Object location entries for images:
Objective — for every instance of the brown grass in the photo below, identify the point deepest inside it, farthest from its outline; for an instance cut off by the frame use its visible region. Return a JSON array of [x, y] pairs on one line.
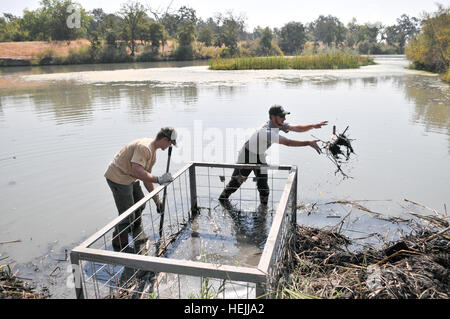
[[29, 50]]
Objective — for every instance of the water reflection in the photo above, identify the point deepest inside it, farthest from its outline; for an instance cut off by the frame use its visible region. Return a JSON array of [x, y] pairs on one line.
[[431, 99]]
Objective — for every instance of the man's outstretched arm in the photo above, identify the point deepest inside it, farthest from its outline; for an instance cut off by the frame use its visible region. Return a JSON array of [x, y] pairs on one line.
[[305, 128], [296, 143]]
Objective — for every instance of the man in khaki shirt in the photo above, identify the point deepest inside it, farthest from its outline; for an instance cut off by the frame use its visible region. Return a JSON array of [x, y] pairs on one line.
[[134, 162]]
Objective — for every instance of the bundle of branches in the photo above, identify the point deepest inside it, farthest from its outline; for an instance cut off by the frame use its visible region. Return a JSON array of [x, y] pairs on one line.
[[338, 145], [320, 266]]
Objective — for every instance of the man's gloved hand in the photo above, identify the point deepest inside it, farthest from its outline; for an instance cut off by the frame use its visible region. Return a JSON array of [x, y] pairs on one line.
[[159, 206], [165, 178]]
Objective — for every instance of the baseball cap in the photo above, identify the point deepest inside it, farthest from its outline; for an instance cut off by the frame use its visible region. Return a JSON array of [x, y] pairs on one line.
[[170, 133], [277, 110]]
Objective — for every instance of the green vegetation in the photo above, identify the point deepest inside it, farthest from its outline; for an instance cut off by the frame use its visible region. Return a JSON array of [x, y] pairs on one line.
[[148, 34], [336, 60], [430, 50]]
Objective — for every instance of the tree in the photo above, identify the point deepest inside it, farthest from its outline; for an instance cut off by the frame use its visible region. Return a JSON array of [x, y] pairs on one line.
[[186, 36], [205, 35], [229, 28], [266, 40], [400, 33], [156, 35], [292, 37], [328, 30], [430, 50], [133, 14]]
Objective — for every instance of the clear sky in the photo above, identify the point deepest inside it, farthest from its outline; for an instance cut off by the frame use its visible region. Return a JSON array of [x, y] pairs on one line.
[[271, 13]]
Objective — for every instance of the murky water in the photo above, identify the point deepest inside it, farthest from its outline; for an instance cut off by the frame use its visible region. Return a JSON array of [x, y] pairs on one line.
[[60, 127]]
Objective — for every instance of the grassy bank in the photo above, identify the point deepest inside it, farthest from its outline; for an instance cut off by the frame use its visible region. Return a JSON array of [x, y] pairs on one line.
[[336, 60]]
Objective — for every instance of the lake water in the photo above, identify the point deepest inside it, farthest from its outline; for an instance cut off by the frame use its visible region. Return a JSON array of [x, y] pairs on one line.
[[60, 127]]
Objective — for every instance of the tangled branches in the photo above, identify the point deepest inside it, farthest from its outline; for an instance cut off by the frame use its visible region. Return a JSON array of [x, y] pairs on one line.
[[338, 145]]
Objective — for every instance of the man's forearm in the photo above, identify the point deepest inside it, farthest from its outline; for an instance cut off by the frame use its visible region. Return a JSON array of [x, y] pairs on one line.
[[140, 173], [302, 128], [298, 143]]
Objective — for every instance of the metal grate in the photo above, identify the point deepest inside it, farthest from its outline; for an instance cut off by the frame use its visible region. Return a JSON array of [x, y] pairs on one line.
[[154, 263]]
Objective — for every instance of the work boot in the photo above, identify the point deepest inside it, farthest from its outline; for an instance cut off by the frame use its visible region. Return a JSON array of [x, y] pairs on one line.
[[224, 201]]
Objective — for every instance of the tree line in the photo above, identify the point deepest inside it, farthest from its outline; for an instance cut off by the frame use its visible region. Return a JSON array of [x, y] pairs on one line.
[[134, 24]]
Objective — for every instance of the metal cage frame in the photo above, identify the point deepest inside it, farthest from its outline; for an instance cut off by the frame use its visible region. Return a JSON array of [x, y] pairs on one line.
[[264, 276]]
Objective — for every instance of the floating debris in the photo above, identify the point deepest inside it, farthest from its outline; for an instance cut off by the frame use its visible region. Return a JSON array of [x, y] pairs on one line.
[[320, 265]]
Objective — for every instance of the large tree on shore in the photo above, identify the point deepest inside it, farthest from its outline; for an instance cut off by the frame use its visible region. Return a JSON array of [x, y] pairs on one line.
[[292, 38], [133, 14], [328, 29]]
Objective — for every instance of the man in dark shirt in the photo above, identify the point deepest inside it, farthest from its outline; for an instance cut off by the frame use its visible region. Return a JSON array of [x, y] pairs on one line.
[[254, 151]]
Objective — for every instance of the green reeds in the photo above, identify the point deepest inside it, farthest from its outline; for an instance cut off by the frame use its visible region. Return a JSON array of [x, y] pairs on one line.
[[336, 60]]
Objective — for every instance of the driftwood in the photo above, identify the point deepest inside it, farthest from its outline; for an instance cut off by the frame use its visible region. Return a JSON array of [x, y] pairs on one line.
[[319, 264]]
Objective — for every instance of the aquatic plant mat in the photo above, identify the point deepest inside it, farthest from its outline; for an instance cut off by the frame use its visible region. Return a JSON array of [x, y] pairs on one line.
[[337, 60], [325, 263]]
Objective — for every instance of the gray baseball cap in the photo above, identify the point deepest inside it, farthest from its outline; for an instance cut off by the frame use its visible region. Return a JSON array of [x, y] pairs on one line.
[[278, 110], [170, 133]]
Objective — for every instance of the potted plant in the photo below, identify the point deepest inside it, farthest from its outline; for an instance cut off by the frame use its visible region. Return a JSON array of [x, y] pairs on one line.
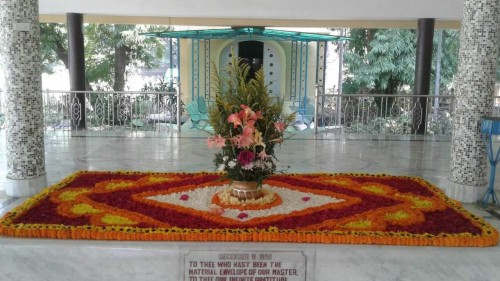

= Exercise requirements =
Which lines in the data above contain the word "green"? Report each of them in full.

= Answer for the task =
Objective — for every instance of the green vegetation in the photo above, identify the point deepest inside it, farthest from its outline; for an instance cut off by the frame use its visible region. Return a JSON array of [x, y] pairs on one line.
Objective — for every instance of the green reeds in the photo above, identify the point deepest inside it, farthest from its outline; for an instance cut off by the frame use its visible region. Return a JSON array of [x, y] pairs on one line.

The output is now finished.